Former Raider and San Francisco 49er Bill Romanowski does an interview on “Radio Row” in the Super Bowl 50 Media Center located at the Moscone Center in San Francisco, Calif., on Thursday, Feb. 4, 2016. (Dan Honda/Bay Area News Group)
Former NFL star Bill Romanowski and his wife dodged more than $15 million in overdue tax payments by siphoning money from their nutrition supplement company and using it to pay for plastic surgery, spa appointments and other personal living expenses, according to a civil complaint filed this week in federal court.
The claims against the former linebacker and his wife, Julie Romanowski, come as the Internal Revenue Service seeks to finally collect on a ballooning tax bill for the East Bay couple dating back 25 years — one that has grown by millions of dollars since authorities first won a court decision a decade ago, authorities say.
Most recently, federal prosecutors say the couple used a Solano County-based company they founded, Nutrition 53, to pay for their living expenses while avoiding payment on their outstanding taxes. On Wednesday, the Department of Justice asked a judge to foreclose a lien on the company — which hawked protein shakes from headquarters in Fairfield — and to sell it as a means to finally collect on the debt.
The complaint from the U.S. Department of Justice claims that the Romanowskis have spent years avoiding payment on two tax judgements won in 2013, which originally totaled $4.8 million. The unpaid taxes dated back to 1998, when Romanowski was collecting Super Bowl rings for the Denver Broncos.
The Romanowskis, who live in Lafayette, could not immediately be reached for comment by this news organization.
“Despite timely notice and demand for payment, the Romanowskis have neglected, refused, or failed to fully pay the assessments against them,” the legal claim said. It tallied the couple’s ongoing tax bill at $15,330,277.83, as of March 13.

* _Data excerpt_
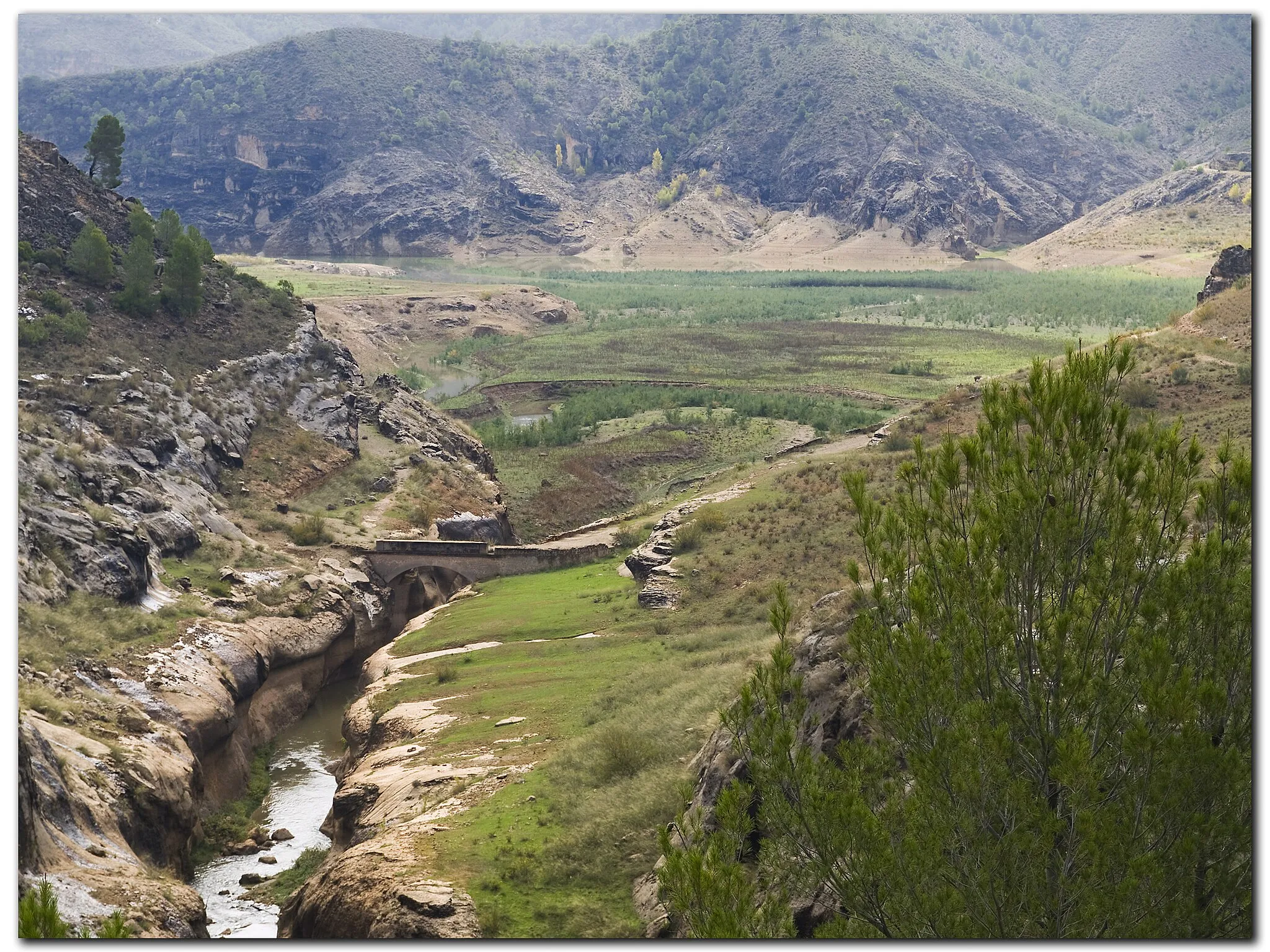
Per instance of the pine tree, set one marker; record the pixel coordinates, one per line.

* _Required actions_
#1 From the news report on the Romanowski tax case, copy the passage starting with "Most recently, federal" and going on through "the Denver Broncos.".
#2 Using the news report on the Romanowski tax case, state whether each statement agrees with it. Answer yes or no and quote the deciding words. (a) The complaint against the Romanowskis was filed in federal court. (b) The two tax judgments against the couple were won in 2016. (c) Nutrition 53 had its headquarters in Fairfield.

* _List of solutions_
#1
Most recently, federal prosecutors say the couple used a Solano County-based company they founded, Nutrition 53, to pay for their living expenses while avoiding payment on their outstanding taxes. On Wednesday, the Department of Justice asked a judge to foreclose a lien on the company — which hawked protein shakes from headquarters in Fairfield — and to sell it as a means to finally collect on the debt.
The complaint from the U.S. Department of Justice claims that the Romanowskis have spent years avoiding payment on two tax judgements won in 2013, which originally totaled $4.8 million. The unpaid taxes dated back to 1998, when Romanowski was collecting Super Bowl rings for the Denver Broncos.

#2
(a) Yes: "according to a civil complaint filed this week in federal court."
(b) No: "two tax judgements won in 2013."
(c) Yes: "which hawked protein shakes from headquarters in Fairfield."